◆ Work to complete: Reproduce word for word the lines between those holding "[point] white vanity" and "[point] blue wall", inclusive, and nothing else from the data below.

Materials provided Start Marker

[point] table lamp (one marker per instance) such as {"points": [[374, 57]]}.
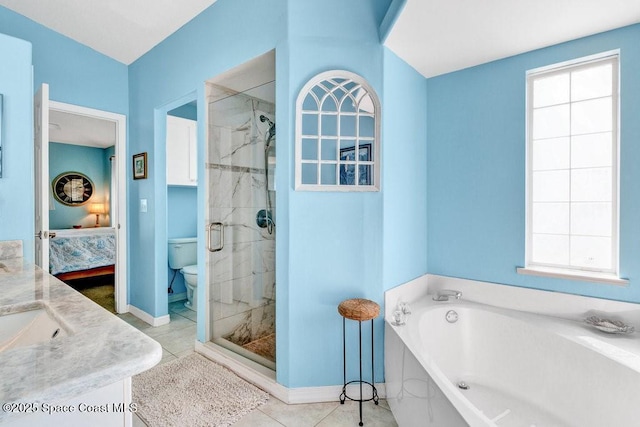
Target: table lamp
{"points": [[97, 208]]}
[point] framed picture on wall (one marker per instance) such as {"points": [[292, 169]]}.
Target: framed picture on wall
{"points": [[140, 166]]}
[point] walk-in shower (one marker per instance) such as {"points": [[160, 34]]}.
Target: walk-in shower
{"points": [[264, 218], [241, 218]]}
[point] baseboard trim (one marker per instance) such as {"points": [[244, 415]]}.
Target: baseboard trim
{"points": [[265, 378], [146, 317]]}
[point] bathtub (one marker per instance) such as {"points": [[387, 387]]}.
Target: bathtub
{"points": [[518, 369]]}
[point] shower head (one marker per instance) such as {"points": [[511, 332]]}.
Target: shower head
{"points": [[272, 130], [264, 118]]}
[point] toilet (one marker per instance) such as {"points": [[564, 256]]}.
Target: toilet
{"points": [[183, 256]]}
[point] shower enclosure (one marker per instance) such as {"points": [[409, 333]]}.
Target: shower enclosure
{"points": [[241, 220]]}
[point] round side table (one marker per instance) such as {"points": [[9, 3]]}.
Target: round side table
{"points": [[360, 310]]}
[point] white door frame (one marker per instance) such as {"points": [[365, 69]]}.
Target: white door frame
{"points": [[41, 175], [119, 217]]}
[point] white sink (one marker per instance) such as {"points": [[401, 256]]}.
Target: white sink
{"points": [[28, 327]]}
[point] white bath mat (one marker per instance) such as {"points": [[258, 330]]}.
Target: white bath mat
{"points": [[193, 391]]}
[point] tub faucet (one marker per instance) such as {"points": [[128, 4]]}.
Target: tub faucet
{"points": [[444, 295]]}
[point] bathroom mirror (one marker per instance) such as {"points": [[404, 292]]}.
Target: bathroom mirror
{"points": [[337, 134]]}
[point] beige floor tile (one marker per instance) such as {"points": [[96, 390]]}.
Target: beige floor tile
{"points": [[166, 357], [137, 422], [177, 341], [177, 323], [257, 418], [189, 314], [307, 415], [347, 415]]}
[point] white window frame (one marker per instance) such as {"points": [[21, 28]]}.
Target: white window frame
{"points": [[568, 271], [375, 141]]}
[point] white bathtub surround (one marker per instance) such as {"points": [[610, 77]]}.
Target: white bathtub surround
{"points": [[97, 350], [11, 249], [521, 368], [548, 303]]}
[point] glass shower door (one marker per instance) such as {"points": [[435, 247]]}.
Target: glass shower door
{"points": [[241, 222]]}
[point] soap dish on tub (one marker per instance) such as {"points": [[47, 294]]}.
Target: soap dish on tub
{"points": [[609, 326]]}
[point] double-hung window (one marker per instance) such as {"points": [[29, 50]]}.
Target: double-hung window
{"points": [[572, 168]]}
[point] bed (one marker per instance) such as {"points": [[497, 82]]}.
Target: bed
{"points": [[82, 253]]}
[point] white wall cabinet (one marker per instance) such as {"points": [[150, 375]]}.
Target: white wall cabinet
{"points": [[182, 151]]}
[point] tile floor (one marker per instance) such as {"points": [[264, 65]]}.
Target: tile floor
{"points": [[177, 338]]}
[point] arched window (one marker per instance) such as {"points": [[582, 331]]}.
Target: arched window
{"points": [[337, 134]]}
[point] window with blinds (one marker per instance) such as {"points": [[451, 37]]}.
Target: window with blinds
{"points": [[572, 165]]}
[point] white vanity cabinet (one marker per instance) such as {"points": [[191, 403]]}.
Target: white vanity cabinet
{"points": [[182, 151]]}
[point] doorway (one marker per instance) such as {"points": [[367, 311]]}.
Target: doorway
{"points": [[82, 146]]}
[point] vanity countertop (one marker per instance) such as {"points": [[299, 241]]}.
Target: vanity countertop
{"points": [[98, 349]]}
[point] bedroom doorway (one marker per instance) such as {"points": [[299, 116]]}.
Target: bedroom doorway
{"points": [[86, 147]]}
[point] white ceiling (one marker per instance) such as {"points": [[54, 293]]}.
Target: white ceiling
{"points": [[121, 29], [434, 36], [441, 36], [77, 129]]}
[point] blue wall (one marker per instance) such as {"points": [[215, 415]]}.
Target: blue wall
{"points": [[404, 172], [90, 161], [76, 74], [321, 236], [16, 132], [334, 239], [159, 82], [476, 167]]}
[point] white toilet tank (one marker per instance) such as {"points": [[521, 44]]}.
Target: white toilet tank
{"points": [[183, 252]]}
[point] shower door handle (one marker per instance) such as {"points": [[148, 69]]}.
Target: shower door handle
{"points": [[210, 228]]}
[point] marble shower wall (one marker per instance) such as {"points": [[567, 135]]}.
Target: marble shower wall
{"points": [[242, 275]]}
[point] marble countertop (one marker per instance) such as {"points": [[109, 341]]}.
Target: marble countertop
{"points": [[98, 349]]}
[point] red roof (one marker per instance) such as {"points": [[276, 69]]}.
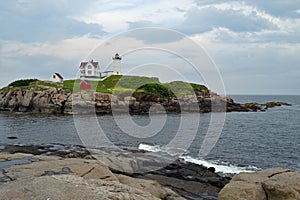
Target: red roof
{"points": [[58, 75], [83, 64]]}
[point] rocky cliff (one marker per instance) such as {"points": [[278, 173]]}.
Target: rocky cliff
{"points": [[43, 97], [58, 100]]}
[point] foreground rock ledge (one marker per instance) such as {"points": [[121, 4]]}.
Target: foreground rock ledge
{"points": [[114, 175], [73, 178], [269, 184]]}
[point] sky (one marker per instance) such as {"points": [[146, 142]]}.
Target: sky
{"points": [[251, 46]]}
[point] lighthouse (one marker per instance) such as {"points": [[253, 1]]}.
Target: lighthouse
{"points": [[117, 64]]}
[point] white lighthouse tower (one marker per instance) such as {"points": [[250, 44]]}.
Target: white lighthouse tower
{"points": [[117, 64]]}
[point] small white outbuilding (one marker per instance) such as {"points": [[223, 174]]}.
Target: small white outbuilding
{"points": [[56, 77]]}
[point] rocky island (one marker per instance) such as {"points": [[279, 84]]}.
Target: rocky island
{"points": [[119, 93]]}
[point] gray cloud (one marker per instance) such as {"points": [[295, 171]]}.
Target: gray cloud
{"points": [[154, 35], [140, 24], [205, 19], [278, 8], [38, 21]]}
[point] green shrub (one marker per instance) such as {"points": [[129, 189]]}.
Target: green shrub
{"points": [[154, 89]]}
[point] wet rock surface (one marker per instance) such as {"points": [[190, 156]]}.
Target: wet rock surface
{"points": [[269, 184], [119, 170]]}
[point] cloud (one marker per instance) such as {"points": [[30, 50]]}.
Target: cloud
{"points": [[199, 20], [277, 8], [36, 21], [119, 16]]}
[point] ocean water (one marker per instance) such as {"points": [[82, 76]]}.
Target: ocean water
{"points": [[248, 141]]}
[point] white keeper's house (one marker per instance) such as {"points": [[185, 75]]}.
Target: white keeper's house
{"points": [[91, 70]]}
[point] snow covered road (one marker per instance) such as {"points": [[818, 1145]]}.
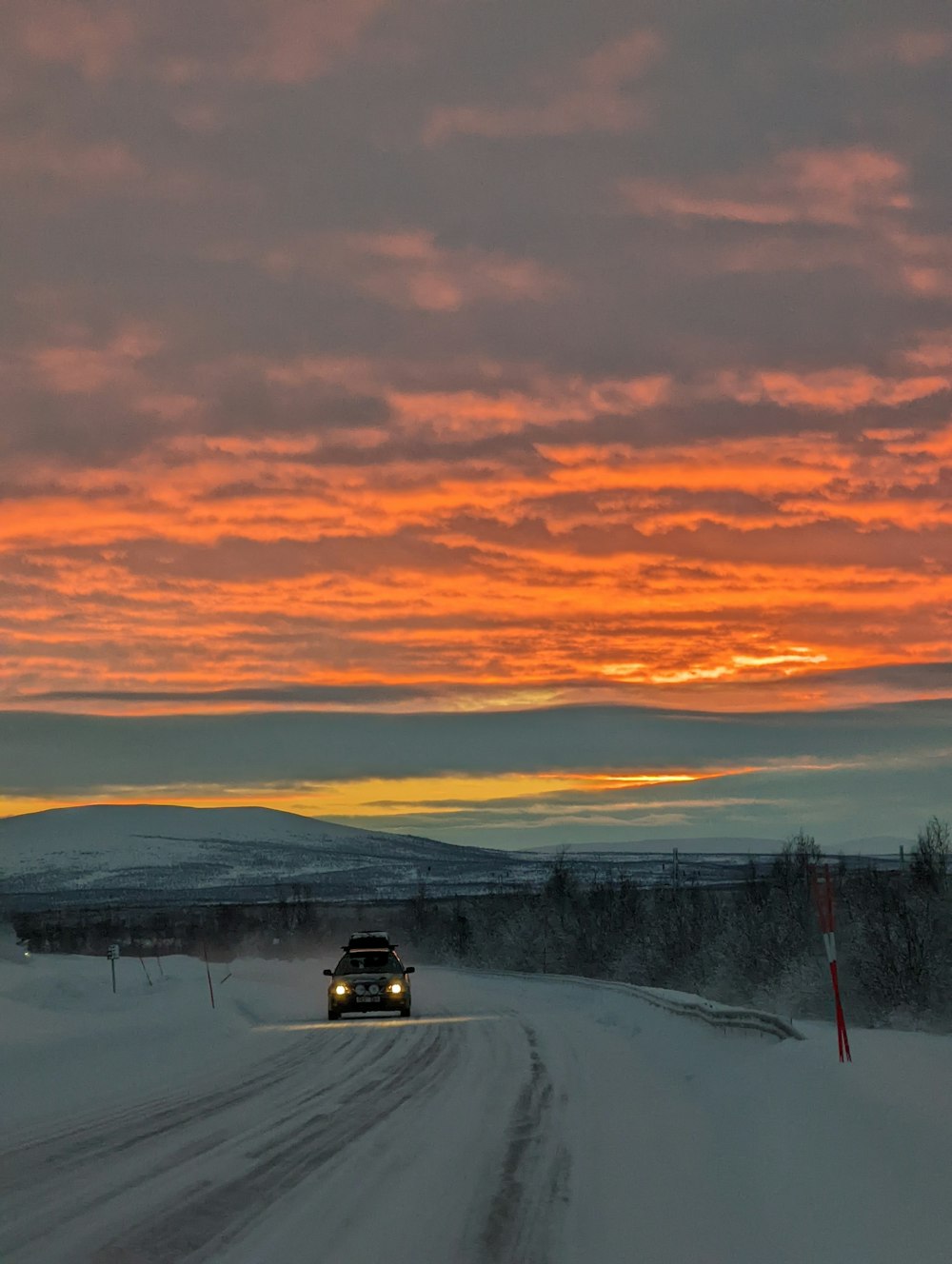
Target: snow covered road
{"points": [[512, 1120]]}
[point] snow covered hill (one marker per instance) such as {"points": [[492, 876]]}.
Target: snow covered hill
{"points": [[143, 848]]}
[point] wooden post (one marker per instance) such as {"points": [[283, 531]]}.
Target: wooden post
{"points": [[208, 971]]}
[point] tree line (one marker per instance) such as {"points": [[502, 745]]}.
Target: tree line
{"points": [[754, 943]]}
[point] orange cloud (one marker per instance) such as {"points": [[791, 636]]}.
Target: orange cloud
{"points": [[803, 186]]}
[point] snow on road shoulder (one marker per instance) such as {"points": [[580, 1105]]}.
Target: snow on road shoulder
{"points": [[69, 1044], [521, 1118]]}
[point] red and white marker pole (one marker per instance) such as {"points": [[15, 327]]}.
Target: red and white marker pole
{"points": [[823, 897]]}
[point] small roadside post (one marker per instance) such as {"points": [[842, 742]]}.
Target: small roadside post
{"points": [[822, 887], [208, 971]]}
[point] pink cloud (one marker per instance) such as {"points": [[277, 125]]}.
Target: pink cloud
{"points": [[81, 368], [297, 39], [837, 391], [913, 49], [91, 35], [408, 268], [590, 97], [91, 166], [802, 186]]}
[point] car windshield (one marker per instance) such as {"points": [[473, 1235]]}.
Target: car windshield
{"points": [[369, 962]]}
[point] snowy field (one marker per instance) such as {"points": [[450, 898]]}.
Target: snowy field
{"points": [[511, 1120]]}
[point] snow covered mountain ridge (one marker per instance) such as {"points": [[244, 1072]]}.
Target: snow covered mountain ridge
{"points": [[143, 847]]}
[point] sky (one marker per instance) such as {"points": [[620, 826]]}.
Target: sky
{"points": [[501, 420]]}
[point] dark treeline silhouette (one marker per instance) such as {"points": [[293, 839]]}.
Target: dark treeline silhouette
{"points": [[755, 943]]}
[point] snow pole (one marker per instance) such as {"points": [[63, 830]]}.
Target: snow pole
{"points": [[823, 898], [208, 971]]}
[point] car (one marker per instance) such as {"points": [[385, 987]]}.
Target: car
{"points": [[368, 939], [369, 979]]}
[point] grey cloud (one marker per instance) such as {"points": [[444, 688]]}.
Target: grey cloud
{"points": [[69, 754]]}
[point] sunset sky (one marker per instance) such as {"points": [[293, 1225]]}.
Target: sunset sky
{"points": [[511, 421]]}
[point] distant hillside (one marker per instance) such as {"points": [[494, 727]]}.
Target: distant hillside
{"points": [[145, 848], [147, 854]]}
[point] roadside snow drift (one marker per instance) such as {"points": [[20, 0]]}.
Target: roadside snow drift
{"points": [[515, 1120]]}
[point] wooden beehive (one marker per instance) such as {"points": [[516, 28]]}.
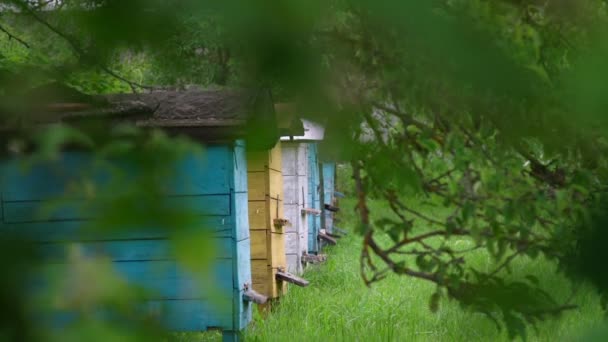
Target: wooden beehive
{"points": [[299, 209], [328, 173], [314, 199], [213, 185], [265, 190]]}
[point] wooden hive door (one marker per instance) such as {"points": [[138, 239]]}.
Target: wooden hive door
{"points": [[329, 179], [212, 187], [265, 207], [314, 200], [295, 190]]}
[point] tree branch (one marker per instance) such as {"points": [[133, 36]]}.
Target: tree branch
{"points": [[13, 37]]}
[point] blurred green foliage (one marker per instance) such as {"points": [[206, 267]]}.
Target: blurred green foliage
{"points": [[494, 109]]}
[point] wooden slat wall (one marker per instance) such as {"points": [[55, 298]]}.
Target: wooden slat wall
{"points": [[295, 186], [213, 186], [266, 204]]}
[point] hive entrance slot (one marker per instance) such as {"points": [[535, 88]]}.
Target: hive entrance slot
{"points": [[250, 295], [313, 258]]}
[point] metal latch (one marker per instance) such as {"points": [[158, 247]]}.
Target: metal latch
{"points": [[331, 208], [313, 258], [283, 275], [280, 223], [250, 295], [313, 211]]}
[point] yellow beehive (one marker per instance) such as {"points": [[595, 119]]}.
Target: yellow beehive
{"points": [[265, 186]]}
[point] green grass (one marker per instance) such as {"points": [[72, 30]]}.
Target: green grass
{"points": [[337, 306]]}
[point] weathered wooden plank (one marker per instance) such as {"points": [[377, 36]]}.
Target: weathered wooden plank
{"points": [[275, 158], [251, 295], [257, 161], [258, 215], [166, 279], [275, 184], [292, 240], [257, 186], [289, 162], [239, 167], [49, 179], [37, 211], [240, 216], [275, 211], [294, 264], [133, 250], [191, 314], [260, 248], [291, 278], [260, 275], [277, 250], [203, 174], [58, 231]]}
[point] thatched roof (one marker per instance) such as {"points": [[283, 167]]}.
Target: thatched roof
{"points": [[207, 115]]}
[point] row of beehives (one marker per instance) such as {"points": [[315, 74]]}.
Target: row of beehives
{"points": [[269, 218]]}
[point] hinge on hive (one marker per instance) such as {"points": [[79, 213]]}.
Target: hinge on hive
{"points": [[313, 259], [331, 208], [335, 236], [312, 211], [340, 230], [283, 275], [323, 236], [250, 295], [339, 194]]}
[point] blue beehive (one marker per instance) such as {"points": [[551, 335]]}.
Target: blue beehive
{"points": [[328, 173], [314, 198], [212, 185]]}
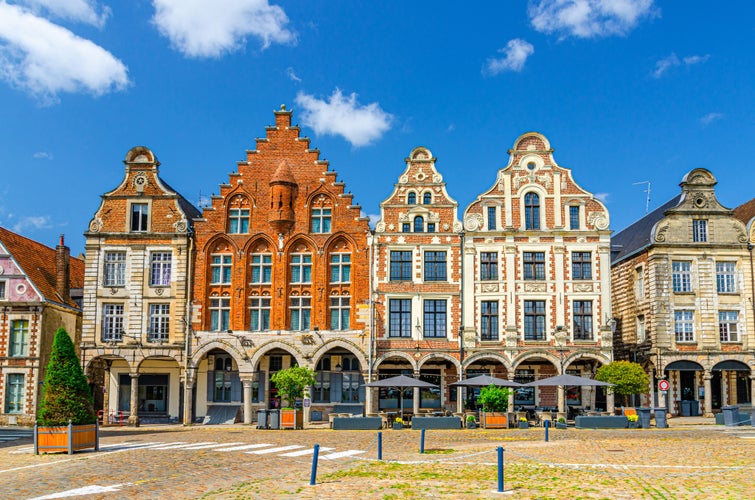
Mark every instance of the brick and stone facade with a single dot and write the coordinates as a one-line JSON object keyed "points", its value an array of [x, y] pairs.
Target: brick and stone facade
{"points": [[682, 299], [138, 251], [537, 278], [281, 277]]}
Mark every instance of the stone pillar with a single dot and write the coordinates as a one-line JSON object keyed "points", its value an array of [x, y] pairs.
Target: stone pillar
{"points": [[133, 417], [708, 402]]}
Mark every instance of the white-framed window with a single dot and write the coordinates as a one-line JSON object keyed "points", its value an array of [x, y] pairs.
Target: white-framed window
{"points": [[301, 268], [300, 309], [340, 268], [115, 268], [112, 322], [159, 322], [681, 276], [15, 390], [727, 326], [160, 264], [684, 325], [726, 280], [699, 230], [340, 309], [259, 308], [220, 266], [262, 268], [19, 338]]}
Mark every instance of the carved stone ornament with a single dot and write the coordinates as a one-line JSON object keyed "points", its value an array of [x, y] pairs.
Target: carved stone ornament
{"points": [[473, 222]]}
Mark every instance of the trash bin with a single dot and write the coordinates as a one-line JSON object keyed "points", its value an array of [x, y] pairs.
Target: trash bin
{"points": [[731, 415], [660, 418], [262, 419], [273, 419], [643, 415]]}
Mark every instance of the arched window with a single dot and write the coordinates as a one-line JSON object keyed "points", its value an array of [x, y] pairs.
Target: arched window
{"points": [[419, 224], [531, 211]]}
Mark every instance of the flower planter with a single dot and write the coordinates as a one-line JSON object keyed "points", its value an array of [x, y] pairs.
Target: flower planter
{"points": [[66, 438]]}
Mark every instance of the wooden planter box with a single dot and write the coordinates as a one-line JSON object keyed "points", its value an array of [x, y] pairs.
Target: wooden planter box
{"points": [[292, 419], [66, 438]]}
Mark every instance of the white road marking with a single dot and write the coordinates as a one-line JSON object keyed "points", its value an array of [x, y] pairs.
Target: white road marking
{"points": [[275, 450], [302, 453]]}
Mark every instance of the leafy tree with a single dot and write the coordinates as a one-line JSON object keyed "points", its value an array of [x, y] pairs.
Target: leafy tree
{"points": [[494, 398], [628, 378], [65, 394], [292, 381]]}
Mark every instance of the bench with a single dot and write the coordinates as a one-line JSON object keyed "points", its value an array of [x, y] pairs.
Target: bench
{"points": [[608, 422]]}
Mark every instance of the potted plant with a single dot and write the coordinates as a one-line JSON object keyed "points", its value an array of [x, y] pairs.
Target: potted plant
{"points": [[66, 420], [471, 424], [291, 383]]}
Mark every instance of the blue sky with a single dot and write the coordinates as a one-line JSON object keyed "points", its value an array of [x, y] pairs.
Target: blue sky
{"points": [[626, 91]]}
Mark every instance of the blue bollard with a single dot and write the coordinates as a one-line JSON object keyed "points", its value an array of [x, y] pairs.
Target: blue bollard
{"points": [[313, 478]]}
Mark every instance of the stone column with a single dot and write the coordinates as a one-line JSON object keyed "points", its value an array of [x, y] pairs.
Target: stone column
{"points": [[133, 417]]}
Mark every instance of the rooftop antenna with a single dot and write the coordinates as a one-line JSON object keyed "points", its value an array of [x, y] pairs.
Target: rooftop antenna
{"points": [[647, 199]]}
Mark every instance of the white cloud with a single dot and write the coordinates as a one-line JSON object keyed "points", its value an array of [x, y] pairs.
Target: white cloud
{"points": [[516, 53], [360, 125], [710, 118], [84, 11], [198, 28], [588, 18], [44, 59]]}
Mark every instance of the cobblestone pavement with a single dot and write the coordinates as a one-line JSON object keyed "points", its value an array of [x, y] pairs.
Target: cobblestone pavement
{"points": [[240, 462]]}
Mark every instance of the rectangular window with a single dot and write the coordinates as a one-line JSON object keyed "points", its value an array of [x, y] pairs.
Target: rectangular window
{"points": [[582, 312], [340, 268], [221, 269], [139, 217], [534, 265], [681, 276], [684, 327], [401, 265], [489, 320], [160, 264], [262, 268], [14, 393], [573, 217], [321, 220], [534, 320], [115, 268], [19, 338], [301, 268], [159, 322], [220, 314], [435, 318], [581, 265], [340, 308], [700, 230], [260, 314], [726, 281], [435, 266], [300, 313], [400, 318], [489, 266], [112, 322], [238, 221], [727, 326]]}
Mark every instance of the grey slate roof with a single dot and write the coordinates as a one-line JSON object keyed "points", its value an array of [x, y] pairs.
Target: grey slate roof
{"points": [[637, 236]]}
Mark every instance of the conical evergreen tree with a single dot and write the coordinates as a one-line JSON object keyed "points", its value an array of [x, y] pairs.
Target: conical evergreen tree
{"points": [[66, 394]]}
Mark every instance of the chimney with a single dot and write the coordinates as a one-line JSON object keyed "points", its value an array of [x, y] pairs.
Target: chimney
{"points": [[62, 270]]}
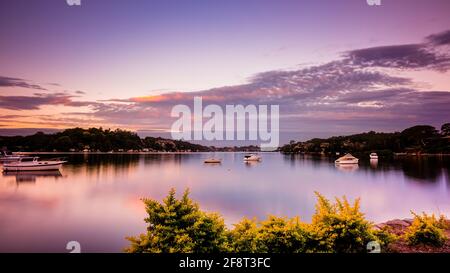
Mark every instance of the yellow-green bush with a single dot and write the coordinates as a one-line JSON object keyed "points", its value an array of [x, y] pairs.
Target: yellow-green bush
{"points": [[339, 227], [180, 226], [243, 238], [426, 229]]}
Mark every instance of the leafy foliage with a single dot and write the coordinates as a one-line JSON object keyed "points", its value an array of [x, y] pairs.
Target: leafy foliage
{"points": [[179, 226], [340, 226], [426, 229]]}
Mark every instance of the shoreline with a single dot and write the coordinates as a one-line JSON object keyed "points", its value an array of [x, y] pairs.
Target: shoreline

Materials provided End Marker

◆ Response to this exercise:
[point] white vanity cabinet (one marker per instance) such as {"points": [[191, 403]]}.
Target: white vanity cabinet
{"points": [[182, 151]]}
[point] doorway (one marker per instance) such as {"points": [[367, 311]]}.
Target: doorway
{"points": [[82, 146]]}
[point] vanity countertop (one marker per instance) such as {"points": [[299, 241]]}.
Target: vanity countertop
{"points": [[98, 349]]}
[point] bedroom doorway (one marker per instance) such as {"points": [[299, 116]]}.
Target: bedroom doorway
{"points": [[86, 147]]}
[point] white ceiling (one marker per instance) such as {"points": [[54, 293]]}.
Target: white ceiling
{"points": [[121, 29], [434, 36], [441, 36], [77, 129]]}
[point] blue wall (one marker per instance) such as {"points": [[215, 415]]}.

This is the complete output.